» **EXERCISE DIRECTIONS**
Put the lines of the records below into a JSON list of strings, one string per line and blank lines omitted. Use only the part that begins with the line containing "siding in the photo above." and runs through the end of the records, both ends included.

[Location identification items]

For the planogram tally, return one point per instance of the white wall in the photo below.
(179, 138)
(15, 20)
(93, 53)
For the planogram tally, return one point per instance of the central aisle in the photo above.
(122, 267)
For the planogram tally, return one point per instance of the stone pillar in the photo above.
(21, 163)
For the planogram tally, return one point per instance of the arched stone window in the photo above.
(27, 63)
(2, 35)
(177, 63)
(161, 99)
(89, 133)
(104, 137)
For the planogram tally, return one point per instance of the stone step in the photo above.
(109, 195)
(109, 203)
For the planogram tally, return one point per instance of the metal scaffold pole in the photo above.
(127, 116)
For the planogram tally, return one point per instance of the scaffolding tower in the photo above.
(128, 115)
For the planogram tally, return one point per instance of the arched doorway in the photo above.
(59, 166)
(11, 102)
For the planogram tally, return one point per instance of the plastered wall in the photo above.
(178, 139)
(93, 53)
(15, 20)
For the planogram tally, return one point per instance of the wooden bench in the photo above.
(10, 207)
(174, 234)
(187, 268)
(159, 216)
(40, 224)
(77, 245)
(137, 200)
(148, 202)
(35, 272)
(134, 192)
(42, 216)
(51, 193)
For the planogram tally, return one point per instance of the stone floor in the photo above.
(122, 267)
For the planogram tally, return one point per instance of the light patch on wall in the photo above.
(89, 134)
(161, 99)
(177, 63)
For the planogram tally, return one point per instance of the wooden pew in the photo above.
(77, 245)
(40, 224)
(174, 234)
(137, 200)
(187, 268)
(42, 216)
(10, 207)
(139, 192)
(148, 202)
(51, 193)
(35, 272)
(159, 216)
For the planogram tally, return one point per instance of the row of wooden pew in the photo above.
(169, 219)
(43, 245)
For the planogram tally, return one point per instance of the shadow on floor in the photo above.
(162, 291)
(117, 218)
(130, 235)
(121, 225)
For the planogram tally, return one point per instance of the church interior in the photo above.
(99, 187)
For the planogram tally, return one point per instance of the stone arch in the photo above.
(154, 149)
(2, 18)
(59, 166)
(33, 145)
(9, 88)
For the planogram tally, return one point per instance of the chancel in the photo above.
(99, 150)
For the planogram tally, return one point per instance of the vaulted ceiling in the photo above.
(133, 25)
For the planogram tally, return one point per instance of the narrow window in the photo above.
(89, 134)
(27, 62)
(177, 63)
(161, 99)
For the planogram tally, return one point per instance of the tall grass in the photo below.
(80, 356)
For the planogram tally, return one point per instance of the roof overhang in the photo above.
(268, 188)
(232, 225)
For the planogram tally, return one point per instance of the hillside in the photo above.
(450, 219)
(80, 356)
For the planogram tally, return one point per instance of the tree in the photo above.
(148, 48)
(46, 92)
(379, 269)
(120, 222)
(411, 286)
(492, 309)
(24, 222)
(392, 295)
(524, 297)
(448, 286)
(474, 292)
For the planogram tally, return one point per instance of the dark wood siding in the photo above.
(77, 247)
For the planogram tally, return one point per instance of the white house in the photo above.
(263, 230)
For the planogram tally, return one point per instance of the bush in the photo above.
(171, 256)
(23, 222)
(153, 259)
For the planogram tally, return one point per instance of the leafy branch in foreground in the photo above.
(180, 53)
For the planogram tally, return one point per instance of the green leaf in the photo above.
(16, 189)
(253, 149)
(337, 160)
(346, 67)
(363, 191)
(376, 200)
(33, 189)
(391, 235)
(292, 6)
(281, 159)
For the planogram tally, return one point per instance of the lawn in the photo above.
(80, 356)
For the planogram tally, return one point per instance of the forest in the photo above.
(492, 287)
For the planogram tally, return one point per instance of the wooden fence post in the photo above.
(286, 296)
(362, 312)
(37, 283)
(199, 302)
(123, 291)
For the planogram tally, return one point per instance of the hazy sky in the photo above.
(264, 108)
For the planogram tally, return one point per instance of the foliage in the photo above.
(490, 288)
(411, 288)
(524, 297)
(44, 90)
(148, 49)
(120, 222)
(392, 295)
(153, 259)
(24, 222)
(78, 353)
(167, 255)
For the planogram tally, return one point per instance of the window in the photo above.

» **FINAL RESULT**
[
  "For the planogram tally, return one point per instance of the dark wood siding in the photo above.",
  "(77, 247)",
  "For the planogram tally, return one point per instance of the white house in the photo above.",
  "(263, 230)",
  "For the planogram tally, return one point per instance of the bush in the photo above.",
  "(171, 256)",
  "(23, 222)",
  "(153, 259)",
  "For the planogram tally, return one point per instance of the leafy branch in foreground in the photo above.",
  "(180, 53)",
  "For the planogram tally, return one point per instance of the green leaf in the photo above.",
  "(16, 189)",
  "(253, 149)",
  "(337, 160)",
  "(346, 67)",
  "(363, 191)",
  "(376, 200)",
  "(33, 189)",
  "(391, 235)",
  "(292, 6)",
  "(281, 159)",
  "For the planogram tally, return one point per instance of the lawn in the photo above.",
  "(80, 356)",
  "For the planogram tally, return one point per instance of the forest in the photo above.",
  "(492, 287)",
  "For the planogram tally, return one point per instance of the wooden fence post in the photo above.",
  "(286, 296)",
  "(362, 312)",
  "(37, 283)",
  "(199, 302)",
  "(123, 291)",
  "For the planogram tally, return one point per instance of the hazy sky in the photo above.",
  "(264, 108)",
  "For the planogram tally, return one point per instance of the foliage in the photo above.",
  "(490, 288)",
  "(411, 288)",
  "(524, 297)",
  "(44, 90)",
  "(148, 49)",
  "(120, 222)",
  "(392, 295)",
  "(153, 259)",
  "(24, 222)",
  "(78, 353)",
  "(167, 255)",
  "For the planogram tally, return one point per instance of the window in the photo above."
]